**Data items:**
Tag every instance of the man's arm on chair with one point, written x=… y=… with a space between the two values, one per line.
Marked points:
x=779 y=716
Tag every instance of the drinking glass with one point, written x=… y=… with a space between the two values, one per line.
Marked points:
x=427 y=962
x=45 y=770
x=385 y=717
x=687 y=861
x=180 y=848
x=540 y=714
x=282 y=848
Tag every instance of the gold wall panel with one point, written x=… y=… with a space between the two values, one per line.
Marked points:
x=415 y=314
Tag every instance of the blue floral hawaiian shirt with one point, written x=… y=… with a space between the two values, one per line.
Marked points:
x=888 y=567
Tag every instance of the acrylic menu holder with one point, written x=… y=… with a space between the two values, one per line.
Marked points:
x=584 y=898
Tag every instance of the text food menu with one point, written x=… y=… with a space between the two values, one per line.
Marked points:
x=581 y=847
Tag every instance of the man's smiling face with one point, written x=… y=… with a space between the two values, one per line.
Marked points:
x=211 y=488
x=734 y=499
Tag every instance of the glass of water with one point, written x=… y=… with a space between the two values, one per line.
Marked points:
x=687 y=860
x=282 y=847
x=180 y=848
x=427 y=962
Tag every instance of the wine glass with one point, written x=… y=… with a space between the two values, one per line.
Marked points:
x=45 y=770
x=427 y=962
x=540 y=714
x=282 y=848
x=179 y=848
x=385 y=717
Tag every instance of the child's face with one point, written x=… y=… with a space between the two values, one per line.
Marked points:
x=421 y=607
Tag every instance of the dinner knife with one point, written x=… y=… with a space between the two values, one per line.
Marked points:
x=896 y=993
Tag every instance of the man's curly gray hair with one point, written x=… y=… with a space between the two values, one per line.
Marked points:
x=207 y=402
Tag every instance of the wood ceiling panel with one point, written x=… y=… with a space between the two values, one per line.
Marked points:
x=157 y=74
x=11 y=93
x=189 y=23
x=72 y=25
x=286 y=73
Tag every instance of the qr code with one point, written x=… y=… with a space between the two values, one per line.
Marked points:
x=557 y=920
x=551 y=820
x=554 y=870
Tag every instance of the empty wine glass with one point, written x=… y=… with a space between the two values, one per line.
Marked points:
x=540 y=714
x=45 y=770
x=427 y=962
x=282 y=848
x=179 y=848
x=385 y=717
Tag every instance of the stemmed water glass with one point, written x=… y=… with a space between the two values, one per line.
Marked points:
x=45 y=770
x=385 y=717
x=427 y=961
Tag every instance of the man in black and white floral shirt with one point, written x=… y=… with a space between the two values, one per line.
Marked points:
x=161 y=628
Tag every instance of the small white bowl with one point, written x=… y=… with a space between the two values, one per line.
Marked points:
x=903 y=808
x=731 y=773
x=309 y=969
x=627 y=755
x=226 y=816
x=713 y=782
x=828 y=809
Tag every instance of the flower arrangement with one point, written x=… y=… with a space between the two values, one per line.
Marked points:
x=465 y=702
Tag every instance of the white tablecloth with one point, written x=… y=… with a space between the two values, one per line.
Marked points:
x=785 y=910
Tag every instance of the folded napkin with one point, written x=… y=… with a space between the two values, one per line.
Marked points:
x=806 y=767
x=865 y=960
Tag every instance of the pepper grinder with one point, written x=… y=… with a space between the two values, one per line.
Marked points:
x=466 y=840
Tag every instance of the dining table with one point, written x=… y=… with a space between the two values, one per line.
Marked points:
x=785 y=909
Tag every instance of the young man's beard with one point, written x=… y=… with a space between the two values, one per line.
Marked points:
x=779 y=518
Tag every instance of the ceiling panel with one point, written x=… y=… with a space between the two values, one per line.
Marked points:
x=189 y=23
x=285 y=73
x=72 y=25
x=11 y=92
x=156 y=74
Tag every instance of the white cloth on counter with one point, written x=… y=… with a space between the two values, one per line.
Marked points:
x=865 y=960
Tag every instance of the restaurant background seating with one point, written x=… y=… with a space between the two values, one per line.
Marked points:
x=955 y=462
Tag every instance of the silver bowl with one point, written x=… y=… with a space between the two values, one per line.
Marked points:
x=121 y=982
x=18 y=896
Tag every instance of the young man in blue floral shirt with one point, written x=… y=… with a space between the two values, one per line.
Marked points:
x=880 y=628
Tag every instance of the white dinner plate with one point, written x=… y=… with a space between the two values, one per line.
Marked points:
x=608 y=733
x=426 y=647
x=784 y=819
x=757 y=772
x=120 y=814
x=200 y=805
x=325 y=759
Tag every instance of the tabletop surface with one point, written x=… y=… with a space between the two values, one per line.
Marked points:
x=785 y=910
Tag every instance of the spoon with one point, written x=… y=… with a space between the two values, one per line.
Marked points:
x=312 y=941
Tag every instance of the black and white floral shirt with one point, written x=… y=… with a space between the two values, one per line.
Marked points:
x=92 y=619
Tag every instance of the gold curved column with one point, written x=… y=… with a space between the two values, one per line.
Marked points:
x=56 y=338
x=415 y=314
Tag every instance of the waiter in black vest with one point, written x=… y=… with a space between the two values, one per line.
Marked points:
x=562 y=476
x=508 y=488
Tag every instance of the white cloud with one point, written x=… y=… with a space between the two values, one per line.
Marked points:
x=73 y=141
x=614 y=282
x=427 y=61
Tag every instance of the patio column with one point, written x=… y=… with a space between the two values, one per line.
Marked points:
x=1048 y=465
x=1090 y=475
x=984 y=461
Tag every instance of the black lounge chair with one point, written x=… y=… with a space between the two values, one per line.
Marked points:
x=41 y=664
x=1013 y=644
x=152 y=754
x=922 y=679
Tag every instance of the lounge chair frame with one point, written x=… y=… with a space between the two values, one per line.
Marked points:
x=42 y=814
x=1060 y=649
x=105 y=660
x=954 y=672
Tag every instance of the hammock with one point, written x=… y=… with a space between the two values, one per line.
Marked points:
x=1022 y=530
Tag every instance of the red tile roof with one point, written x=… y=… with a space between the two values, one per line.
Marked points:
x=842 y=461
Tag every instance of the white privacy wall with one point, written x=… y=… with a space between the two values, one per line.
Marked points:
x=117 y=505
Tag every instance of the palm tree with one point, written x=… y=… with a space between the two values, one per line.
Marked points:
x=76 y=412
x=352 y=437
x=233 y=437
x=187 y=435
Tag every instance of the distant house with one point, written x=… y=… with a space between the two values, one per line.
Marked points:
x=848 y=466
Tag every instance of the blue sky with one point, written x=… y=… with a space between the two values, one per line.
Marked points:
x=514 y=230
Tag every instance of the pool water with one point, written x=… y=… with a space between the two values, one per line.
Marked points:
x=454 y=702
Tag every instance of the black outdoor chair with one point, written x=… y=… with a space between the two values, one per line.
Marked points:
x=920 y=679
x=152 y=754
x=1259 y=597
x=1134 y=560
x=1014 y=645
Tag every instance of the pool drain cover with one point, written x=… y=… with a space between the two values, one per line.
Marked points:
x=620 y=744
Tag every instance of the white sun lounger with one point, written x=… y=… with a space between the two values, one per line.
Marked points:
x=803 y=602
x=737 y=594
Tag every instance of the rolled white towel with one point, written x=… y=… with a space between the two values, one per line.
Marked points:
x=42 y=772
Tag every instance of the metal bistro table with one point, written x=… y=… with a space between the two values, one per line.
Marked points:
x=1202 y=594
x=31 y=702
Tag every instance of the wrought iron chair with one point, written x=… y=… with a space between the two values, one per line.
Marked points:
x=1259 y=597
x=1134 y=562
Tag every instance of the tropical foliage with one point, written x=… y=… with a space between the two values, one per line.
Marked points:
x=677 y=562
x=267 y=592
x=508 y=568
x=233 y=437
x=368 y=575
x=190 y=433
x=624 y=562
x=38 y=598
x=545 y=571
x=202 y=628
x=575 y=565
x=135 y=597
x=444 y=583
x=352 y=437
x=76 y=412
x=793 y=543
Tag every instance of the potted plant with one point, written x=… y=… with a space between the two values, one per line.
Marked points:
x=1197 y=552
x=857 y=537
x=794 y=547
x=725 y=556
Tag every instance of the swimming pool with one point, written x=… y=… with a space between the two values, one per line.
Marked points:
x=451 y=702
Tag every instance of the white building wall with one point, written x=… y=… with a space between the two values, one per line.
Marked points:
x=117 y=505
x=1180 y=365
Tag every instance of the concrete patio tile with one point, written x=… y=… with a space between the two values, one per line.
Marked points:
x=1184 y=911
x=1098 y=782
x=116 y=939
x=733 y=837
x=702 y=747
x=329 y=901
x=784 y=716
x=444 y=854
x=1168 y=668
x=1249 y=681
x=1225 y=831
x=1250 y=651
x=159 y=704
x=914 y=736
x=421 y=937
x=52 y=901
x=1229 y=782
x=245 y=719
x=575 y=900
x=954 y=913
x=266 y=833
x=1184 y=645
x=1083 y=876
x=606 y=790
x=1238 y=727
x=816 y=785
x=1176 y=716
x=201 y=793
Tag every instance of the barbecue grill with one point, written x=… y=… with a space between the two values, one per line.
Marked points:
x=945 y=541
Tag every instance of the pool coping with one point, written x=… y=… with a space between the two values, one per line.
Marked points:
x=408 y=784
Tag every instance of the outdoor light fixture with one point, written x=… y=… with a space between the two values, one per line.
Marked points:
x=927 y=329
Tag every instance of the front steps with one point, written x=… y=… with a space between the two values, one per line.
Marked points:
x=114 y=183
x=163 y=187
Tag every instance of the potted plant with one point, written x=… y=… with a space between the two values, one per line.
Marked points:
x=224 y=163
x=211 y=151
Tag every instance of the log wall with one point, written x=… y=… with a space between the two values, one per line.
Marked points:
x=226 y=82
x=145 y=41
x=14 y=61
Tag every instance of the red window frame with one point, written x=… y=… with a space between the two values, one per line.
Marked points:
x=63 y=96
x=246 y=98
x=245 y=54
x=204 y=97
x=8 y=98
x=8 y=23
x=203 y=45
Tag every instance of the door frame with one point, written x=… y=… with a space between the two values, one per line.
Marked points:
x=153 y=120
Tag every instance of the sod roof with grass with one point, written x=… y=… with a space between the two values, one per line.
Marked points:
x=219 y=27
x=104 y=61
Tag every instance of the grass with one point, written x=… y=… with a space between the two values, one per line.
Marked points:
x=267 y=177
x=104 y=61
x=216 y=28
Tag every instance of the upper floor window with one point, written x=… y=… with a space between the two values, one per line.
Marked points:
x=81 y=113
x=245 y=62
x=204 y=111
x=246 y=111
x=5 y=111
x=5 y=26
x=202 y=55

**WHAT THIS TASK INVOLVES:**
Return every line from the records above that holds the word "ceiling".

**SOLUTION FOR THIS PROBLEM:**
Tag every instance of the wood ceiling panel with one point, written x=… y=… with a space between the two values, one per line.
Tag every instance of the ceiling panel with one point, written x=… y=… with a space between the two values, one per line.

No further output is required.